- [Problem description]: All lines below containing the string "helmet" are to be copied.

----------------------------------------

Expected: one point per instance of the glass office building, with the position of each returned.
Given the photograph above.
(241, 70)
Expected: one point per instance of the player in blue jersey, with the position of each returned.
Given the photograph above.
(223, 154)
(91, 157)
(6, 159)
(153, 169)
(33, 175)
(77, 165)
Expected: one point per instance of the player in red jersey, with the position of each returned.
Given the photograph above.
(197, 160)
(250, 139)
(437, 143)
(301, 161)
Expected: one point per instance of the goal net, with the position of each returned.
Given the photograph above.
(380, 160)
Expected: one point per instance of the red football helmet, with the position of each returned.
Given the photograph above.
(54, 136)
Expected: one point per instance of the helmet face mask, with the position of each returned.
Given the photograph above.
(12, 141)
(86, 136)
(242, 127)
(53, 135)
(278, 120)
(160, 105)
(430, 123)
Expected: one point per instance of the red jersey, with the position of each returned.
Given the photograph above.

----------------------------------------

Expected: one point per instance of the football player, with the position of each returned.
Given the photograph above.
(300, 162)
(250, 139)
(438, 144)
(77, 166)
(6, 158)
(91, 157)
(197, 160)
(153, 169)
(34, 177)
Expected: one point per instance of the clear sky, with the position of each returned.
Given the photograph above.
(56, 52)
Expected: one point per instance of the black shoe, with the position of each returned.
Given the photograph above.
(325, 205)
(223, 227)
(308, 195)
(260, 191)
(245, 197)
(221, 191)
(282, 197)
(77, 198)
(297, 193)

----------------------------------------

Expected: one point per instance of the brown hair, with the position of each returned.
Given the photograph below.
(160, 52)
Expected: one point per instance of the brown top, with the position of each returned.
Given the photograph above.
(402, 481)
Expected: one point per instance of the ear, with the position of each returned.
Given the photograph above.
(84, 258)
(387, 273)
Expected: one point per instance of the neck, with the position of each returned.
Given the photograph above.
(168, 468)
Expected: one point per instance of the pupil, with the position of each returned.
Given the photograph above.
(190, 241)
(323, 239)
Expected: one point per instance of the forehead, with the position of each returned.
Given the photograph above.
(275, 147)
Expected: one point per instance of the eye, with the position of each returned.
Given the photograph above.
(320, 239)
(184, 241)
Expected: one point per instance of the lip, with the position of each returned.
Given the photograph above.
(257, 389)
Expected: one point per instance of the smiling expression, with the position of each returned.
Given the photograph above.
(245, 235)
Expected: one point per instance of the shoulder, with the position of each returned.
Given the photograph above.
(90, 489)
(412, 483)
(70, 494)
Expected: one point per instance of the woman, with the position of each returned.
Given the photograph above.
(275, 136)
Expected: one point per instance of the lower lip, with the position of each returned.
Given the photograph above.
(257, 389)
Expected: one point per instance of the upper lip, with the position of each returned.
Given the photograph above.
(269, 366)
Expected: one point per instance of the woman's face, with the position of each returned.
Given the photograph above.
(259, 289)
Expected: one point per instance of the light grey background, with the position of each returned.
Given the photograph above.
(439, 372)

----------------------------------------

- [Solution]:
Expected: one point per instance of the red football helmet, with the position of each returned.
Expected: one point per instance of the helmet face mask, with the position of each returned.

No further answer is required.